**Dataset extract:**
╔══
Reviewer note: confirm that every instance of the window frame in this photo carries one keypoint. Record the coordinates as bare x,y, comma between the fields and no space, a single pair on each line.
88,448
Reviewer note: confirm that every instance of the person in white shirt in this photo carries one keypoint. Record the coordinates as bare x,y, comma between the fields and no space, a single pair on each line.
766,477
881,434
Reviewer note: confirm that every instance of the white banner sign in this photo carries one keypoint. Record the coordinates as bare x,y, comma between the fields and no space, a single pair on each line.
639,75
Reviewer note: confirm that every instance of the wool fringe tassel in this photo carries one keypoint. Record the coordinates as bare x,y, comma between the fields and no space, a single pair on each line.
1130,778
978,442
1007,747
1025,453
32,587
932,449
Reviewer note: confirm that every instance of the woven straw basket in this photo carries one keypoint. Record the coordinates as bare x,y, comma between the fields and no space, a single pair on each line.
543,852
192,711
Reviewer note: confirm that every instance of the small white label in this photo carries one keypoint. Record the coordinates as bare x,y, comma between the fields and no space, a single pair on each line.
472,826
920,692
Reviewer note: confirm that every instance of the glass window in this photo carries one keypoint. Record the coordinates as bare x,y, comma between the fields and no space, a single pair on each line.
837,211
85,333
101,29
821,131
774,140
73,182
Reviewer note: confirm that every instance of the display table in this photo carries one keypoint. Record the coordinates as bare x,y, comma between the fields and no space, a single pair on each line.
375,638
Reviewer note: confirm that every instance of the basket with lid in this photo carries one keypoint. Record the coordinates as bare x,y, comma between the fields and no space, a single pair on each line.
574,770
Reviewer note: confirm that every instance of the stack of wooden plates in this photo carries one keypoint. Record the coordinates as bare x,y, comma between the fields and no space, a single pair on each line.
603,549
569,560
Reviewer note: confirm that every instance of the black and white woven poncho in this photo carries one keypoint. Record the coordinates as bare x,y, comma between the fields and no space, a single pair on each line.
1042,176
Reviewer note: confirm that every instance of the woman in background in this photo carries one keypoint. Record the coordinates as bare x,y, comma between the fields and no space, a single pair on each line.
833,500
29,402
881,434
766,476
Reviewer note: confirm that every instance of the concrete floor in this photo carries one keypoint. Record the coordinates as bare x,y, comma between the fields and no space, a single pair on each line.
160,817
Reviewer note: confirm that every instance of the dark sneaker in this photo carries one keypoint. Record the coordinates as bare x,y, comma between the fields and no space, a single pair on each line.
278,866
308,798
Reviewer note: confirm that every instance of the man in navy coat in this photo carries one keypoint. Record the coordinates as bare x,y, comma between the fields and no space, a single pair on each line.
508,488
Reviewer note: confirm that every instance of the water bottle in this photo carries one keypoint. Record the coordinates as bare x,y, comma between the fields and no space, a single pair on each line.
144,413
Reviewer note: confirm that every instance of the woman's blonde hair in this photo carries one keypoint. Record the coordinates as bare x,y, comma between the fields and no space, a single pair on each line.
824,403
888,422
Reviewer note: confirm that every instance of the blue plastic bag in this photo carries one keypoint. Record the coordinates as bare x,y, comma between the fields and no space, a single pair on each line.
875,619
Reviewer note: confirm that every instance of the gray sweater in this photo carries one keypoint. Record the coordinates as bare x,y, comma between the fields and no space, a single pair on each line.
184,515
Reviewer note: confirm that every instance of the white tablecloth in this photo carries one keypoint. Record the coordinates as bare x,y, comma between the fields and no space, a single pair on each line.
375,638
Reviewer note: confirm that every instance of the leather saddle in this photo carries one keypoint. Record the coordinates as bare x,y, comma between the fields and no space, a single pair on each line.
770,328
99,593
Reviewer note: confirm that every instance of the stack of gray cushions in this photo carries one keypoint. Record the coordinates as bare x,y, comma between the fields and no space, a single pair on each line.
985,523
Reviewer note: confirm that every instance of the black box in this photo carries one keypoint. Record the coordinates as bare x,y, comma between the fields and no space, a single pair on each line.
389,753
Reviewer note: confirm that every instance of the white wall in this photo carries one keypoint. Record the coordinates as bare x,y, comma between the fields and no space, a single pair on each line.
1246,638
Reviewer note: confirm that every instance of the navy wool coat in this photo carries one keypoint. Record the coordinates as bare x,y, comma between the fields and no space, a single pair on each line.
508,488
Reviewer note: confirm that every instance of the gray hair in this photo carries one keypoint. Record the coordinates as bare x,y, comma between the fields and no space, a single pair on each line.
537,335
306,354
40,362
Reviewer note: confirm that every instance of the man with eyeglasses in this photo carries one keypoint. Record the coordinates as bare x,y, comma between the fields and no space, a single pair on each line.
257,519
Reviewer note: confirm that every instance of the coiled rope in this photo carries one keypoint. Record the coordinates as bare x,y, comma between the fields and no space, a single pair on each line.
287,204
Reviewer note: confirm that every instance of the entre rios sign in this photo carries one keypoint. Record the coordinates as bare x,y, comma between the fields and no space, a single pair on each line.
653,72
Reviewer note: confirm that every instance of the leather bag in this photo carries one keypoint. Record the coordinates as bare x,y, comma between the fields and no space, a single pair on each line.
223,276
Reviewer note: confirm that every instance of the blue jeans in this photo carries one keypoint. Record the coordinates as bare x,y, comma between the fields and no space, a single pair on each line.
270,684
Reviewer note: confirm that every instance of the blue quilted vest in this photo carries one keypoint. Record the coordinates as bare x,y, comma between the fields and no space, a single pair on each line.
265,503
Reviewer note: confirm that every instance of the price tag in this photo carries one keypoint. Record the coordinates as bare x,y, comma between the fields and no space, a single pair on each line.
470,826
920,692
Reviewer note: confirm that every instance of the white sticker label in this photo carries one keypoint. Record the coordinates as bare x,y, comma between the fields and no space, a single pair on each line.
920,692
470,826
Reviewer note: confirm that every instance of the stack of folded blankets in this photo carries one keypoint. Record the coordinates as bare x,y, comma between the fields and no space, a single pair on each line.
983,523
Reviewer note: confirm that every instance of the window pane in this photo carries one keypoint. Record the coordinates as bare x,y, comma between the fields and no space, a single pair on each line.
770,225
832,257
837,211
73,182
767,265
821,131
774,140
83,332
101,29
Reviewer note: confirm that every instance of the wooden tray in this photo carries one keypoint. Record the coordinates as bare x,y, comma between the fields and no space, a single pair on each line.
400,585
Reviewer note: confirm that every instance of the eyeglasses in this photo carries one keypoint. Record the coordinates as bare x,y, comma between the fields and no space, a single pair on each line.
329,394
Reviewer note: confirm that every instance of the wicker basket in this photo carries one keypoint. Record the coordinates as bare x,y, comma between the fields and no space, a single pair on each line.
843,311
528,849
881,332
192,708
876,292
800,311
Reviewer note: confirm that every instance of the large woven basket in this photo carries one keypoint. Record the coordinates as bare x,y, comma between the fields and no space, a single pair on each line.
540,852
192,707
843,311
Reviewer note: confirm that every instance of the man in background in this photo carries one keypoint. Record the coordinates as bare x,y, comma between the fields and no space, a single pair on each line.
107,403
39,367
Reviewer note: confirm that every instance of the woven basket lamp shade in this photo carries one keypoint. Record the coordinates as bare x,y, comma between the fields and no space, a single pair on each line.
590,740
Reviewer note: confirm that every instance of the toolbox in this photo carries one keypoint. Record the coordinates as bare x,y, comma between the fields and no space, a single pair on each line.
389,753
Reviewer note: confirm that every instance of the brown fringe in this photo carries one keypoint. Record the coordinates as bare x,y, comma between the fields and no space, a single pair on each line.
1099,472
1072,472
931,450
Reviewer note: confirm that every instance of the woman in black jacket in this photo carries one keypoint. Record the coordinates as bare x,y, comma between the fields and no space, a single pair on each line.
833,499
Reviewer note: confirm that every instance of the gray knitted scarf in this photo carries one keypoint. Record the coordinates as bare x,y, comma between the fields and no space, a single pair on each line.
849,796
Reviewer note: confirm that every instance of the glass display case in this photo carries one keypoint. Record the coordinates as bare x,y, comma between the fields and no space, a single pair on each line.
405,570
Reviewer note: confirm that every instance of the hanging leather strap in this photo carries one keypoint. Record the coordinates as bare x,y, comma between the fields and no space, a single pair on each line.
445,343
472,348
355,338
╚══
**Work to be completed:** Rewrite the material from the line with "Reviewer note: confirm that every instance of the toolbox" through the end, changing every "keypoint" to "marker" and keeping everything else the same.

**Right answer:**
Reviewer note: confirm that every instance of the toolbox in this photo carries one marker. Record the coordinates as bare x,y, comma between the fields and no space, a single pair on each line.
389,753
Reviewer note: confirm that every instance of the brown fringe in this photo carries one marker. Record the coordinates as bare x,y, comma between the fields and no space, a single pair on each line.
1099,472
1072,472
931,450
Reviewer note: confirm that every instance of the woman in black jacket in this photo carries one marker. Record the coordinates as bare x,y, comma between the fields and no space, a single pair on each line.
833,499
Reviewer note: confirm that every instance of the gray knitted scarf in this photo carries one marker. Record the coordinates as bare x,y, comma between the fields and no space, a single pair on each line.
849,796
Reviewer note: confirm that every instance of the glass display case in this photo carries one marker. Record the coordinates as bare x,y, comma between the fields and no space, a single pair on each line.
405,570
Reviewer note: confirm that every instance of the hanging leather strap in this photo carries one marker. Record the coordinates as bare x,y, comma between the fields and no space, a single pair on each line.
445,343
472,348
355,338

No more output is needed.